> _ARBEITSAUFTRÄGE_
1. Beantworten Sie anhand des Textes über die Geschäftsschließungen in Überlingen die folgenden Fragen.
(a) Seit wann sind die meisten Einzelhandelsgeschäfte in Überlingen geschlossen?
(b) Für welches Geschäft spricht Uwe Zscherp?
(c) Zu welchen Zeiten nimmt Cornelia Lenhardt telefonische Bestellungen entgegen?
2. Zitieren Sie aus dem Text über die Geschäftsschließungen in Überlingen die Stelle, die mit „Er sieht in“ beginnt und mit „Geschäft sinnvoll nutzen.“ endet.

> _TEXTAUSZUG_
----

Nach der Ankündigung von Bundeskanzlerin Angela Merkel am Montagabend im Fernsehen hat nun auch Baden-Württemberg reagiert. Die meisten Einzelhandelsgeschäfte in Überlingen sind seit dem gestrigen Mittwoch geschlossen. Die Corona-Krise erleben Einzelhändler, die zum Saisonstart ihre Geschäfte schließen müssen, ebenso wie die Kunden, die vor den verschlossenen Türen stehen.

Uwe Zscherp: „Halten Sie uns die Stange“

„Niemand wird deshalb barfuß oder nackt durch die Gegend laufen müssen“, sagt Uwe Zscherp vom Schuhhaus Maier. Er verweist dazu auch auf die Seite des Überlinger Wirtschaftsverbunds (WVÜ). Dort heißt es: „Sie können jetzt etwas tun für unsere regionalen Arbeitsplätze. Warten Sie mit aufschiebbaren Anschaffungen, bis wir wieder öffnen.“ Der WVÜ fordert zu Solidarität auf und schließt mit den Worten: „Bleiben Sie gesund.“ Uwe Zscherp appelliert: „Halten Sie uns die Stange.“

„Globalisierung nochmals neu überdenken“

Er sieht in der Krise durchaus auch eine Chance. Es bestehe jetzt ausreichend Anlass, die „Sache mit der Globalisierung“ noch einmal neu zu überdenken, meint der Geschäftsmann. Zscherps Mitarbeiter haben keinen Grund zur Sorge um ihren Arbeitsplatz. Außerdem will man sich hier Arbeiten wie dem Renovieren widmen und so den Stillstand im Geschäft sinnvoll nutzen.

Stille in der Münsterstraße: Die Händler haben ihre Geschäfte geschlossen, wie die Parfümerie Gradmann (links).
Stille in der Münsterstraße: Die Händler haben ihre Geschäfte geschlossen, wie die Parfümerie Gradmann (links). | Bild: Santini, Jenna

Cornelia Lenhardt liefert telefonisch bestellte Bücher selbst aus

Cornelia Lenhardt hat zum 1. März den Laden Buchlandung von ihrer Vorgängerin Karen Lambertz-Zalitatsch übernommen, die an den Lago Maggiore gezogen ist. Die Buchhandlung am Landungsplatz machte in den vergangenen Tagen noch gute Geschäfte. „Alle deckten sich mit Büchern ein. Aber ich bin jetzt auch täglich von 10 bis 15 Uhr in meinem Geschäft und nehme telefonische Bestellungen entgegen, die ich dann auch selbst ausliefern werde“, erklärt Cornelia Lenhardt. Sie ist trotz Krise optimistischer Stimmung für ihren Start mit der Buchlandung.

Das Eis-Paradies am Landungsplatz hat seinen Betrieb ebenfalls bis auf Weiteres eingestellt.

----

> _DATENAUSZUG_
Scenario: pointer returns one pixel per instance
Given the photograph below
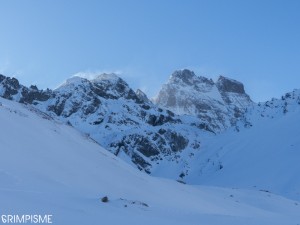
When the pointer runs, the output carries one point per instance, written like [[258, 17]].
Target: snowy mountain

----

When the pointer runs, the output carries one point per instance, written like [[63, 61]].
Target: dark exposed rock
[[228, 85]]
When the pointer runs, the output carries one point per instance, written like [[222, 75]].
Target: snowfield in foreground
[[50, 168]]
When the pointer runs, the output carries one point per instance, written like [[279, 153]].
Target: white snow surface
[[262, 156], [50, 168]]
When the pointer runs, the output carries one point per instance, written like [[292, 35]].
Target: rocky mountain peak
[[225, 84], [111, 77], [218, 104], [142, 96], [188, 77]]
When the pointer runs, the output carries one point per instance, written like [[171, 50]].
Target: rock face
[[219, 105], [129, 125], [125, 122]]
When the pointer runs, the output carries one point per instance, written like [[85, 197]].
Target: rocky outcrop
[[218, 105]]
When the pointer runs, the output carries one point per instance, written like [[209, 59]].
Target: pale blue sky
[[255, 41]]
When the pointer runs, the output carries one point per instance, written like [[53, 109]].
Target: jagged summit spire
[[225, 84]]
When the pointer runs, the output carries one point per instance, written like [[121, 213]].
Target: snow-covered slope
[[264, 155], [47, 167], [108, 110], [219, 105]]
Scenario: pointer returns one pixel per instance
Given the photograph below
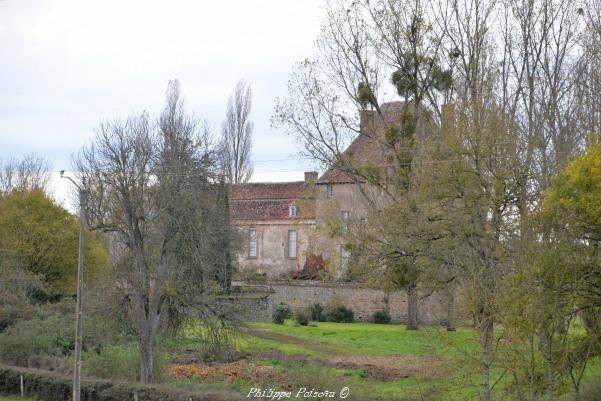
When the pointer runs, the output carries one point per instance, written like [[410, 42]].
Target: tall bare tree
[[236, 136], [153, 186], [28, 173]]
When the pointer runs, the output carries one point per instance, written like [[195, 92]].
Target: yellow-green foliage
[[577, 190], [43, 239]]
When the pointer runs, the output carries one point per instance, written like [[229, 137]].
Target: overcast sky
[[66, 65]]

----

> _LÖSUNGEN_
1.
(a) Seit dem gestrigen Mittwoch.
(b) Für das Schuhhaus Maier.
(c) Täglich von 10 bis 15 Uhr.

2.
Er sieht in der Krise durchaus auch eine Chance. Es bestehe jetzt ausreichend Anlass, die „Sache mit der Globalisierung“ noch einmal neu zu überdenken, meint der Geschäftsmann. Zscherps Mitarbeiter haben keinen Grund zur Sorge um ihren Arbeitsplatz. Außerdem will man sich hier Arbeiten wie dem Renovieren widmen und so den Stillstand im Geschäft sinnvoll nutzen.